[EXERCISE GOAL]: Your output must match the records exactly, line for line.

[EXCERPTED RECORDS]:
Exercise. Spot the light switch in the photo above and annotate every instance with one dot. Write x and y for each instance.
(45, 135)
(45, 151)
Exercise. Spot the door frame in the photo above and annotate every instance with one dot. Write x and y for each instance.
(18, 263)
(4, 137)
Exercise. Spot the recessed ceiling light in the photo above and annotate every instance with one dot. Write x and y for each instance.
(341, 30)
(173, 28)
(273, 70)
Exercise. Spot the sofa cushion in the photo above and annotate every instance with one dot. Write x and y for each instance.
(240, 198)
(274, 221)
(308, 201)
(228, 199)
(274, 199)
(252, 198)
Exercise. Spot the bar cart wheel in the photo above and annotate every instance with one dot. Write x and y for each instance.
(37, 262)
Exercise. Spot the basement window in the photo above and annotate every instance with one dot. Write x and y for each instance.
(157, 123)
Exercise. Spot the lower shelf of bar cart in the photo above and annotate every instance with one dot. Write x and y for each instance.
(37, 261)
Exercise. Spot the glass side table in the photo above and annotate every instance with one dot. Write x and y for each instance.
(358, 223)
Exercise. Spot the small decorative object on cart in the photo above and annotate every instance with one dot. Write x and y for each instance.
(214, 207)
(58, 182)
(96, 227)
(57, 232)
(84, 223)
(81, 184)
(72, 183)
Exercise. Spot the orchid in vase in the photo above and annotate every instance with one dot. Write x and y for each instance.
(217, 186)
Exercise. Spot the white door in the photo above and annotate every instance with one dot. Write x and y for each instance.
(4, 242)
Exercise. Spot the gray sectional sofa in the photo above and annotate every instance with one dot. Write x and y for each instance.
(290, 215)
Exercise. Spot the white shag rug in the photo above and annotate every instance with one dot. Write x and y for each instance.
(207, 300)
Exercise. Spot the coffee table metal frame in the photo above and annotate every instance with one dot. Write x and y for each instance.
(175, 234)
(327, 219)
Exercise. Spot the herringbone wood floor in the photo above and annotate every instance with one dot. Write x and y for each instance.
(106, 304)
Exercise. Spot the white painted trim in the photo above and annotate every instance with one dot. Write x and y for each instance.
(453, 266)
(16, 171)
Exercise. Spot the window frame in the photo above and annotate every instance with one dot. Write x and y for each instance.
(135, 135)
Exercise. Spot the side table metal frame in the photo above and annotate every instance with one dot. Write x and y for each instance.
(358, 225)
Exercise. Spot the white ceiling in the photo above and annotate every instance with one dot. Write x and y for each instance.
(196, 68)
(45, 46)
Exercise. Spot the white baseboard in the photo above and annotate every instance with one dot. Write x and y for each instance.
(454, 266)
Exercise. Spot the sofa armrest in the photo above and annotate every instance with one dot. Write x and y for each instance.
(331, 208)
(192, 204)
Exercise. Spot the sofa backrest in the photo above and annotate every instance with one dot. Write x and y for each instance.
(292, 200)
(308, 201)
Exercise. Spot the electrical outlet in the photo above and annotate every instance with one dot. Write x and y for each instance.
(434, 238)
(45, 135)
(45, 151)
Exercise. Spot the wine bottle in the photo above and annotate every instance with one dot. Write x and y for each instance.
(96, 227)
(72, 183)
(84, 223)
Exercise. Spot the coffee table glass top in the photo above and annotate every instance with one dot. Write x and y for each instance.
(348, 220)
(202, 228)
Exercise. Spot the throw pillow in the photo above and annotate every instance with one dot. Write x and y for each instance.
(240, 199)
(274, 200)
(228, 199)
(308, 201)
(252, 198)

[WORKED SOLUTION]:
Exercise. Spot the light switch in the photo above and annotate every instance with one dot. Write x and y for each instance.
(45, 135)
(45, 151)
Exercise. Spot the door frame in the photo above and annotate every instance with one dot. Write x and y for each instance.
(18, 263)
(4, 137)
Exercise. Spot the recessed ceiling light in the photo above and annotate every instance with one dot. Write x and y for each instance.
(341, 30)
(173, 28)
(273, 70)
Exercise. Spot the sofa cushion in the photo above and annotate every instance with one dot. Write x and y for each instance.
(240, 198)
(274, 221)
(308, 201)
(228, 199)
(274, 199)
(252, 198)
Exercise. Spot the bar cart wheel in the photo above and annotate every instance with one dot. Write x and y for each instance.
(37, 262)
Exercise. Spot the basement window in the photo above and annotate every instance with one dot. Write x and y for each instance.
(157, 123)
Exercise. Spot the lower shelf of bar cart in the photo above and annotate every instance with one dot. Write x and y for each instance.
(37, 261)
Exercise. Spot the glass side table in the photo above and annotate every instance with one dot. Write x and y for each instance.
(358, 223)
Exercise. Spot the small decorative object on cart in the photo above and annotate every instance with one dot. Write x and y for each instance.
(214, 207)
(58, 182)
(96, 227)
(57, 232)
(84, 223)
(81, 184)
(72, 183)
Exercise. Spot the orchid in vase in the photo above and annotate every instance with one dot. Write x and y for each instance.
(217, 186)
Exercise. Spot the white door in the photo above and annotate every instance with one dot. Write x and y for each instance.
(4, 242)
Exercise. Spot the gray sectional sofa in the photo above and annotate every instance with one dot. Write x and y for each instance.
(290, 215)
Exercise. Spot the white shag rug in the photo above and annotate every instance with one dot. Write x and y for each instance.
(207, 300)
Exercise. Spot the coffee table metal frame in the photo above and annotate every instance with one dot. Write x and y for each instance.
(175, 234)
(327, 219)
Exercise. Spot the herringbone wood floor in the photo above and annotate every instance with one dot. Write x and y for each instance.
(106, 304)
Exercise. Spot the white painted trim in the photo above and annotate every instance with one dot. Write x and y for each instance.
(453, 266)
(16, 171)
Exercise. Spot the window frame in the photo above and annotate every instance with one dot. Write x and y for each instance.
(135, 135)
Exercise. Spot the side table metal frame in the photo above and annotate every instance with one dot. Write x and y for each instance.
(358, 225)
Exercise. Spot the white ceiling in the photo above and annotate every instance with one dot. Write x and y for each instance.
(196, 68)
(45, 46)
Exercise. Spot the white baseboard in the photo above and annotate every instance with one dot. Write x and y for each instance.
(454, 266)
Exercise. Spot the sofa armrest in the photo above and annotate every instance with one dot. Write x and y for each instance.
(331, 208)
(192, 204)
Exercise. Spot the sofa backrest in the photo above and annotate every instance with one dot. Write x and y for each instance.
(292, 200)
(308, 201)
Exercise. Spot the electrical outlet in the photo above and annotate every instance with one dot. Write x and y for each instance.
(434, 238)
(45, 135)
(45, 151)
Exercise. Spot the wine bottle in the photo above and annotate every instance with one dot. Write x and y for each instance.
(96, 227)
(72, 183)
(84, 223)
Exercise. Spot the coffee table glass top in the photo above and annotate every instance with one dot. Write x and y for each instance.
(348, 220)
(202, 228)
Exercise. Spot the throw pillow in the photo above and annotate every instance with one dot. Write x and y for each instance.
(240, 199)
(274, 200)
(228, 199)
(308, 201)
(252, 198)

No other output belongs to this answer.